[[ Text under study, beginning ]]

Sotheby’s are to auction Francis Bacon Figure Writing Reflected In Mirror on 9 May 2012 in their Contemporary Art Evening Sale in New York
Francis Bacon Figure Writing Reflected In Mirror Photo Sothebys
Figure Writing Reflected In Mirror, is among the most powerful and sophisticated paintings by Francis Bacon. The work incorporates some of the artist’s most important themes and iconography, the essence of Bacon’s life and art in an extraordinary painting. Figure Writing Reflected In Mirror was included in the legendary 1977 exhibition at Galerie Claude Bernard, Paris, where it was shown alongside Triptych, 1976, which holds the record price for any work of Contemporary art at auction. The present owners purchased the painting at that exhibition and it has not appeared on the market since. Figure Writing Reflected In Mirror is estimated to fetch $30/40 million and will be exhibited in London beginning 13 April before going on view in New York.

[[ Text under study, end ]]
[[ Supplied records, beginning ]]

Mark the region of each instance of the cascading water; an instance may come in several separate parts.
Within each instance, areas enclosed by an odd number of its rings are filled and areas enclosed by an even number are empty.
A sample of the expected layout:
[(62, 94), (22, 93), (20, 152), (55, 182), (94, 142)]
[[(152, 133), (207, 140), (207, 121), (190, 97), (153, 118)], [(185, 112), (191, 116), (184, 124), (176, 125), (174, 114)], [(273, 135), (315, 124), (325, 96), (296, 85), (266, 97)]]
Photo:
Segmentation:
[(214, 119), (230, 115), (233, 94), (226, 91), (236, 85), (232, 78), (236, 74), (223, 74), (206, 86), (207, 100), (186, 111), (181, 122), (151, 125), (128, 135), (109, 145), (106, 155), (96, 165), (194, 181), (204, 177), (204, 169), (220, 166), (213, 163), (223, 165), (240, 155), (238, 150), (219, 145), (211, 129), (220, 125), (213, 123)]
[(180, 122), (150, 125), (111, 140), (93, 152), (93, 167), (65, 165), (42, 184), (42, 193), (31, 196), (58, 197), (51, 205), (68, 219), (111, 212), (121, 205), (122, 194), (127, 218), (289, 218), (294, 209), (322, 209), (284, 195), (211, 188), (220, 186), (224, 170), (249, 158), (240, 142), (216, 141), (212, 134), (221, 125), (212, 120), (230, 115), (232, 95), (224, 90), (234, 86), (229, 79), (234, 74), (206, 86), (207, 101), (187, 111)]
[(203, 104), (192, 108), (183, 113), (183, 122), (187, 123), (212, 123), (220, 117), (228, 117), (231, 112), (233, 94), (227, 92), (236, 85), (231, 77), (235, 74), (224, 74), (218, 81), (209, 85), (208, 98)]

[[ Supplied records, end ]]

> [Requirement] Please state where the painting described in the auction notice was shown in 1977.

> [Output for this exercise] At Galerie Claude Bernard, Paris.